* **TASK DETAILS**
Copy out every one of the entries below line for line, without changing anything.

(Entries from a pointing dataset)
======

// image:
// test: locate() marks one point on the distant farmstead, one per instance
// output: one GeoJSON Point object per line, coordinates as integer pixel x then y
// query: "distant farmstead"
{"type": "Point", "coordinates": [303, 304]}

======

* **REPLY TO THE TASK**
// image:
// test: locate() marks one point on the distant farmstead, one per instance
// output: one GeoJSON Point object per line, coordinates as integer pixel x then y
// query: "distant farmstead"
{"type": "Point", "coordinates": [303, 304]}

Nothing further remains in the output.